Source passage Start Marker

Although the reflex was originally described in response to Veratrum alkaloids, it can be stimulated by many biologically active chemicals, including nicotine, capsaicin, bradykinin, atrial natriuretic peptide, prostanoids, nitrovasodilators, angiotensin II type 1 receptor (AT1) antagonists and serotonin agonists. It may also contribute to various pathophysiological responses, such as:
- Severe hemorrhage and hypovolemia: During severe hemorrhage or profound hypovolemia the ventricle can become relatively empty and trigger cardiac vagal afferent fibers to elicit the Bezold–Jarisch reflex resulting in paradoxical bradycardia, vasodilation, and hypotension.
- Myocardial ischemia: Chemoreceptors located in the ventricles respond to myocardial ischemia, resulting in an increase in blood flow to the myocardium and a decrease in the work of the heart. This appears to be a cardioprotective reflex, as coronary vasodilation occurs. The pathway for this cardioprotective reflex begins with receptors in the ventricles of the heart, which detect mechanical and chemical stimuli. Afferent unmyelinated C-fibers travel through the vagus to enhance the baroreceptor reflex mechanisms, inhibit sympathetic output, and inhibit vasomotor tone, leading to peripheral vasodilation. The Bezold–Jarisch reflex is thought to be responsible for the sinus bradycardia that commonly occurs within the first hour following a myocardial infarction, and may explain the frequent occurrence of atrio-ventricular (AV) node block in acute posterior or inferior myocardial infarction. Bradycardia in this setting may be treated with atropine.
- Hypotension during coronary reperfusion
- Hypotension following injection of contrast media during coronary angiography
- Exertional syncope in aortic stenosis: in severe aortic stenosis exercise may cause a rise in left ventricular pressure which stimulates the Bezold–Jarisch reflex and results in reflex vasodilation and syncope.

Source passage End Marker
Data segment Start Marker

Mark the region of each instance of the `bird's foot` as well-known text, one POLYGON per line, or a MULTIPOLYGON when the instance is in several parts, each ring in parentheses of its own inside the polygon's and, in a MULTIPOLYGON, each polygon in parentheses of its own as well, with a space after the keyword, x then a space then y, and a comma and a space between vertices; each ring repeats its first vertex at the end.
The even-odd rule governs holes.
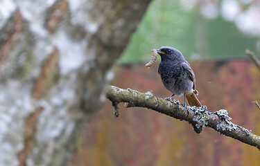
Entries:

Data segment End Marker

Exercises →
(1) In the Bezold–Jarisch reflex passage, what drug may be used to treat bradycardia that occurs after a myocardial infarction?
(2) Please continue the Bezold–Jarisch reflex passage from its final sentence.
The listing plays no part in what is asked here.

Answers in order →
(1) Atropine.

(2)
- Spinal anesthesia: The Bezold–Jarisch reflex has been suggested as a possible cause of profound bradycardia and circulatory collapse after spinal anesthesia and interscalene brachial plexus block.
- Vaso-vagal syncope: the role of the Bezold–Jarisch reflex in vaso-vagal syncope is unclear. Upright posture results in pooling of blood in the lower extremities that diminishes venous return and results in a reduced cardiac output. The resultant lowering of blood pressure is sensed by carotid sinus baroreceptors, and stimulates the baroreflex to inhibit vagal activity and stimulate the sympathetic nervous system – this increases heart rate and contractility, induces vasoconstriction, and tends to restore blood pressure. However, if the Bezold–Jarisch reflex is activated due to the reduced ventricular volume this may trigger paradoxical bradycardia and arterial hypotension resulting in syncope. The importance of this mechanism is unclear since vaso-vagal syncope can be observed in cardiac transplant patients who are presumed to lack cardiac innervation. If it operates this phenomenon would be expected to be exacerbated if the individual is dehydrated. It has also been proposed that this mechanism accounts for the increased susceptibility to orthostatic syncope of astronauts after space flights.